Now, Wilson is going on trial. Jury selection is set to begin Monday.
It will be tough for Wilson to prevail. In October, Superior Court Judge Robert Reed ruled that his medical condition, and the fact that he had been taking marijuana to treat his condition, could not be revealed to the jury during the course of the trial.
"By striking my medical history from the trial, they've pretty much tied my hands behind my back," said Wilson. "Hopefully, we can get a jury that can see through what they're doing to me, but it's more than a little scary. The consequences of what they're doing would be horrendous for me. My health would definitely deteriorate in prison. Stress makes all the symptoms worse, and going to prison would definitely be stressful."
"This is exactly why New Jersey needs a medical marijuana law," said Roseanne Scotti, head of the Drug Policy Alliance New Jersey office, who has been walking the statehouse corridors in Trenton for years trying to get medical marijuana passed. "John Ray Wilson's case is every medical marijuana patient's worst nightmare," she added.
"He was using for medical purposes, but is precluded by the courts from introducing evidence as to why, and the court is correct -- this is the law in New Jersey," Scotti continued. "But that's exactly why we need to change the law -- so people like Mr. Wilson can get safe and legal access to medical marijuana, and we don't go around arresting and prosecuting someone patients seeking some relief."

§ **Provided records**:
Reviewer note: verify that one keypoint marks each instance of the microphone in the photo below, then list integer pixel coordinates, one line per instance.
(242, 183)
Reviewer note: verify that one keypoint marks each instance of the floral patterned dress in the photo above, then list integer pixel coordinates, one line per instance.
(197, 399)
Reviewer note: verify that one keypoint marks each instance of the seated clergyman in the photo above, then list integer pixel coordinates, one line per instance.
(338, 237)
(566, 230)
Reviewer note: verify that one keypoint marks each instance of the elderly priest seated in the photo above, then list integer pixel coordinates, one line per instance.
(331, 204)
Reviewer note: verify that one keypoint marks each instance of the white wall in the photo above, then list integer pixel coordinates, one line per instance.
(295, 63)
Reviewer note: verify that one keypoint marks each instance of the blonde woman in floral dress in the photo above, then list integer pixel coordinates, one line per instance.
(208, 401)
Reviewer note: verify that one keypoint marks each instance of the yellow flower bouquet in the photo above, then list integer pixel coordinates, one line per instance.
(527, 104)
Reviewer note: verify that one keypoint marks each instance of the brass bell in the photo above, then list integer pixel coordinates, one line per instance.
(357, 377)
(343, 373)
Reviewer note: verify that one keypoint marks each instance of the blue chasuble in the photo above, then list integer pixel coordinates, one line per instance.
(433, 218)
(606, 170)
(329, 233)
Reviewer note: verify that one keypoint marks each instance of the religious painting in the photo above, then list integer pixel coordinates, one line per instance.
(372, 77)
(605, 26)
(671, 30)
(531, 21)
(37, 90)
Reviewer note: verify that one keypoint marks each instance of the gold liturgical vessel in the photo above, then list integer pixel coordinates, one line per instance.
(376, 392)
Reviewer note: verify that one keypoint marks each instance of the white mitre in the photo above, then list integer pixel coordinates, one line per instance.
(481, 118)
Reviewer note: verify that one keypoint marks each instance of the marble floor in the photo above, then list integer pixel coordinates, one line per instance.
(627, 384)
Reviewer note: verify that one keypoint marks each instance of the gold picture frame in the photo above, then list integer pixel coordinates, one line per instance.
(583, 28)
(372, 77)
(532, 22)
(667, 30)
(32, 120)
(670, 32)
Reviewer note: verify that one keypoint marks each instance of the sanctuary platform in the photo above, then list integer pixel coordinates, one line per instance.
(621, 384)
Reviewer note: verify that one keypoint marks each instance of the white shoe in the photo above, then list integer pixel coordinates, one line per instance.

§ **Problem details**: Please resume the article about John Ray Wilson's trial, starting after its last sentence. The rows have nothing to do with the article about John Ray Wilson's trial.

§ **Result of this exercise**:
"John Ray Wilson is a poster child for the legalization of medical marijuana," said Wolski. "So many people are outraged that he is facing 20 years for trying to treat himself and will not even be able to tell the truth during the course of his trial."
In a cruel twist of fate, Wilson is being prosecuted just weeks before New Jersey is likely to adopt a medical marijuana law. The state Senate has already passed it, and the Assembly will vote on it early next month. Outgoing Gov. Jon Corzine (D) has indicated he will sign it. Two of the bill's sponsors, Sens. Nicholas Scutari (D-Union) and Raymond Lesniak (D-Union), have highlighted Wilson's plight as indicative of why New Jersey needs a medical marijuana law.
"It seems cruel and unusual to treat New Jersey's sick and dying as if they were drug cartel kingpins. Moreover, it is a complete waste of taxpayer money having to house and treat an MS patient in a jail at the public's expense," said Scutari. "Specifically, in the case of John Ray Wilson, the state is taking a fiscally irresponsible hard-line approach against a man who's simply seeking what little relief could be found from the debilitating effects of multiple sclerosis. Governor Corzine should step in immediately and end this perversion of criminal drug statutes in the Garden State."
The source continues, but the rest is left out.